* [TASK DATA]:

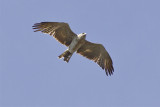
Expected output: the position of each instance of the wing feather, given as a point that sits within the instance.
(98, 54)
(60, 31)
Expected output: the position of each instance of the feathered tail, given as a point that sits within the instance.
(67, 55)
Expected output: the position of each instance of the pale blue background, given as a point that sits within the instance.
(31, 75)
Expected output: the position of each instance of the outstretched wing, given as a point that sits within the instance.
(60, 31)
(98, 54)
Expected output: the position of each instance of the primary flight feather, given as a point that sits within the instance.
(77, 43)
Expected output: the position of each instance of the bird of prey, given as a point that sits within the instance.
(76, 43)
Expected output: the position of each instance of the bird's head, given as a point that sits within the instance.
(82, 35)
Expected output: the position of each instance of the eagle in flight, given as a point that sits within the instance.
(76, 43)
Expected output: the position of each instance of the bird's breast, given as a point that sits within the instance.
(76, 44)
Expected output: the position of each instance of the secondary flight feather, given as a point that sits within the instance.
(76, 43)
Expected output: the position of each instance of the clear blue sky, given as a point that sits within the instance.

* [GIVEN TASK]: Reproduce every row above word for word, leaving out the pictures.

* [FULL SOLUTION]:
Expected output: the position of each instance of the wing feather, given as a point that sits within the instance.
(98, 54)
(60, 31)
Expected output: the position of each instance of the feathered tail, given as a point that sits within the instance.
(67, 55)
Expected output: the position of each instance of the pale blue background, given as a point that sits within the instance.
(31, 75)
Expected output: the position of each instance of the outstretched wing, given as a point that sits within the instance.
(60, 31)
(98, 54)
Expected output: the position of each instance of the primary flight feather, given as a point that sits within the instance.
(77, 43)
Expected output: the position of each instance of the bird of prey, given as a point that sits within the instance.
(76, 43)
Expected output: the position of each instance of the bird's head, given as a point that sits within the instance.
(82, 35)
Expected output: the position of each instance of the eagle in flight, given as a point that sits within the instance.
(76, 43)
Expected output: the position of each instance of the bird's breast, given as a point that sits within the instance.
(76, 44)
Expected output: the position of each instance of the secondary flight feather, given as a point that sits within the instance.
(76, 43)
Expected output: the position of each instance of the clear blue sky, given as a point that sits within the instance.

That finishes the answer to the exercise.